(Problems to work on)
a) In the chemist-shop story, when did the HIC send the grant paperwork to every chemist in the country?
b) Write the next part of the chemist-shop story, picking up after the line about Tony buying a CD burner.

(Passage shown)
=== Section Start ===

A mate of mine -- for the sake of the story let’s call him “‘Tony” -- runs a small business. For the sake of the story, let’s call it a “chemist shop”. He’s recently had to have some dealings with a certain government department -- for the sake of the story, let’s call it the “Health Insurance Commission”.
 
Tony tells me that this government department has been talking for some years about taking the process of ordering pharmaceuticals entirely online, thus replacing both telephone-and paper-based ordering systems and enabling the HIC to streamline its business processes.
 
Note that very important point: all of this is to benefit the government. The chemists will not see any significant increase in efficiency.
 
In order to make it all happen, though, every chemist has to upgrade their computers and internet access in order to use the new system (remember, this is replacing the old system, not supplementing it -- no online ordering, no pharmaceuticals, no business). Thankfully, there is a system of grants available in order to subsidise the cost of the upgrade. Again, Tony tells me the grants have been talked about for years without being implemented.
 
The HIC decided to implement the grant system at the end of the 2004-05 financial year, and sent out paperwork to every chemist in the country in May 2005. That’s right, May. Allowing just over four weeks before the end of financial year for all the upgrades to be completed in order to qualify for the subsidy. If your local pharmacist has looked a little stressed lately, now you know why.
 
Of course, an online ordering system for prescription drugs is a little more complicated than just buying a computer and hooking up with some ISP. There has to be security, there have to be processes. Part of the qualification for the grant involves filling out a checklist to “prove” that your business is up to the task.
 
Has a member of your staff been appointed as systems administrator? Check. (That would be Tony.)
 
Has a member of your staff been given responsibility for security? Check. (That also would be Tony.)
 
Has a member of your staff been given specific responsibility for backups? Check. (Tony again.)
 
Have you implemented a backup strategy? Check. (Tony bought a CD burner.)

=== Section End ===

(Supplied material)

=== Section Start ===

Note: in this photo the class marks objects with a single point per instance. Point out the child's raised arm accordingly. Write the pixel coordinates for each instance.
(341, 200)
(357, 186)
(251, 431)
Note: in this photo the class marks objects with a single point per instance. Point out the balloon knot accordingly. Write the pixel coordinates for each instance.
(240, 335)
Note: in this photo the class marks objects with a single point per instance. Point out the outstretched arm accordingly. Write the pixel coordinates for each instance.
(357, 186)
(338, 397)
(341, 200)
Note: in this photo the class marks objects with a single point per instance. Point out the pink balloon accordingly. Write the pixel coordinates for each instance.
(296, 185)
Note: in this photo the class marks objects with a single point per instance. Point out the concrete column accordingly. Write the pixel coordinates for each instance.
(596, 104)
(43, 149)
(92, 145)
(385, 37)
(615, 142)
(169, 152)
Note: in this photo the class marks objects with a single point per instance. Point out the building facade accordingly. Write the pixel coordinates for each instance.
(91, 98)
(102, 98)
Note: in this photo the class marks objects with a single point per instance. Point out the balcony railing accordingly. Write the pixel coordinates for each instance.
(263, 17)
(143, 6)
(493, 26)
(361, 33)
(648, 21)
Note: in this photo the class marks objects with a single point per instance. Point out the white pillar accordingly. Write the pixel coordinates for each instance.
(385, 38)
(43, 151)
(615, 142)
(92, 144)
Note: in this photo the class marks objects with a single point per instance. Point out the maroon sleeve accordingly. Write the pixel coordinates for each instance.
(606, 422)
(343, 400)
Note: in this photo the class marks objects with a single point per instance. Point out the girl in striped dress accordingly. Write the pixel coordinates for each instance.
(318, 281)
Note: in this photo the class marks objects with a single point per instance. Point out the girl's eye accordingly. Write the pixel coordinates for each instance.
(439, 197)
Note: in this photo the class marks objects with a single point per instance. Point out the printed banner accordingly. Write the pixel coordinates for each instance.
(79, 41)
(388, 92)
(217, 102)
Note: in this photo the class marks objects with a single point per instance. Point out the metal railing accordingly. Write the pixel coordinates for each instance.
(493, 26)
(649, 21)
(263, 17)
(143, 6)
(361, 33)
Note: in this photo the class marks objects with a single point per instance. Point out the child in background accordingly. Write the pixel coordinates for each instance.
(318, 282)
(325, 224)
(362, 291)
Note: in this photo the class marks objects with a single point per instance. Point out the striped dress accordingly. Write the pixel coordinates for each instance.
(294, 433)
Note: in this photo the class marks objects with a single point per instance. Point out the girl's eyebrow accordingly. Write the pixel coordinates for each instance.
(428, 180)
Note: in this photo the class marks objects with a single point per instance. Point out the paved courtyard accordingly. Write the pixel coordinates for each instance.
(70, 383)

=== Section End ===

(Responses by task)
a) May 2005

b)
 
Have you implemented a disaster recovery plan? Check. (Tony’s going to take the CDs home with him.)
 
Are all passwords kept securely? Check. (Only Tony knows which post-it note is the right one.)
 
And on it goes. The checklist calls for all manner of computer-related roles in the workplace -- systems admin, network admin, help desk, onsite training, etc. -- and all have been checked in the affirmative, because Tony’s going to do it all.
 
I did mention he’s a chemist, who has sick customers to deal with and his own business to run, didn’t I?
 
Similar checklists are being filled out all over the country by chemists hoping not to be forced out of business by the HIC’s race to efficiency. All of these chemists (many of them two- or three-person shops) will check all the boxes that make them look like mini-corporations, in order that the HIC can fire some of its own staff.
 
There are two great ironies here. The first is that the current government is widely considered to be ‘friendly’ to small business. How many small businesses shut up shop rather than buy computers in order to fulfill requirements of the GST with its quarterly BAS filings years ago?
 
The other great irony is that the incumbent government is widely considered “unfriendly” to the arts.
 
It is stodgy, boring and conservative, with its eyes only on the bottom line -- and yet, via the HIC, it’s just created a massive nation-wide interactive work of collaborative fiction. Very hip.